EXERCISE INPUTS: Begin

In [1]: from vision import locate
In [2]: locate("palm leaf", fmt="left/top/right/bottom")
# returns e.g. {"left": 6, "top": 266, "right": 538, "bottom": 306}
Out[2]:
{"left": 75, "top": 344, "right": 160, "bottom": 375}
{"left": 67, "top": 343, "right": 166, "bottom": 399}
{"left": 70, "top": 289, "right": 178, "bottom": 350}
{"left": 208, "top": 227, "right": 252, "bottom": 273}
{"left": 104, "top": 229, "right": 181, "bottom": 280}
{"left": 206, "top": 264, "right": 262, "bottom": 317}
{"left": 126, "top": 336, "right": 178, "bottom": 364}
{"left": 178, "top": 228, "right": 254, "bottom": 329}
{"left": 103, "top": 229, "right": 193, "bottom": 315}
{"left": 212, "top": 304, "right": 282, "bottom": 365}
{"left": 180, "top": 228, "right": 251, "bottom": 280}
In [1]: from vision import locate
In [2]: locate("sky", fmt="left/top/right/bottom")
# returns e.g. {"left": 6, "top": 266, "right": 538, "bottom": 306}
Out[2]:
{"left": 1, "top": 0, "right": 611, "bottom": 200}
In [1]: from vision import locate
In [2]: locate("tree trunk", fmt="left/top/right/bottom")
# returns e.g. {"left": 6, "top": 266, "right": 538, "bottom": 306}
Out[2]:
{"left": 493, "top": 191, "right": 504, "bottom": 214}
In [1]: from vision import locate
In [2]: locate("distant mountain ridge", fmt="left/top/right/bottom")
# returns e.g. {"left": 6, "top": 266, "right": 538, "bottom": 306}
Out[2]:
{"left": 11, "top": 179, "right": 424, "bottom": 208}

EXERCISE INPUTS: End

Write the entries out again in full, exactly as they appear above.

In [1]: from vision import locate
In [2]: locate("palm leaf", fmt="left/top/right/bottom")
# returns e.g. {"left": 6, "top": 266, "right": 538, "bottom": 306}
Out[2]:
{"left": 75, "top": 344, "right": 160, "bottom": 375}
{"left": 67, "top": 343, "right": 166, "bottom": 399}
{"left": 70, "top": 289, "right": 178, "bottom": 350}
{"left": 208, "top": 227, "right": 252, "bottom": 273}
{"left": 104, "top": 229, "right": 181, "bottom": 280}
{"left": 206, "top": 264, "right": 262, "bottom": 317}
{"left": 126, "top": 336, "right": 178, "bottom": 364}
{"left": 178, "top": 228, "right": 254, "bottom": 329}
{"left": 103, "top": 229, "right": 193, "bottom": 315}
{"left": 212, "top": 304, "right": 282, "bottom": 365}
{"left": 180, "top": 228, "right": 251, "bottom": 280}
In [1]: from vision import locate
In [2]: locate("sky", fmt="left/top/right/bottom")
# returns e.g. {"left": 6, "top": 266, "right": 538, "bottom": 306}
Out[2]:
{"left": 1, "top": 0, "right": 611, "bottom": 200}
In [1]: from vision import locate
In [2]: locate("tree trunk", fmt="left/top/right/bottom")
# returns e.g. {"left": 6, "top": 266, "right": 538, "bottom": 306}
Out[2]:
{"left": 493, "top": 191, "right": 504, "bottom": 214}
In [1]: from vision import locate
In [2]: locate("distant mountain ridge", fmt="left/top/right/bottom")
# returns e.g. {"left": 6, "top": 266, "right": 538, "bottom": 306}
Out[2]:
{"left": 11, "top": 179, "right": 424, "bottom": 208}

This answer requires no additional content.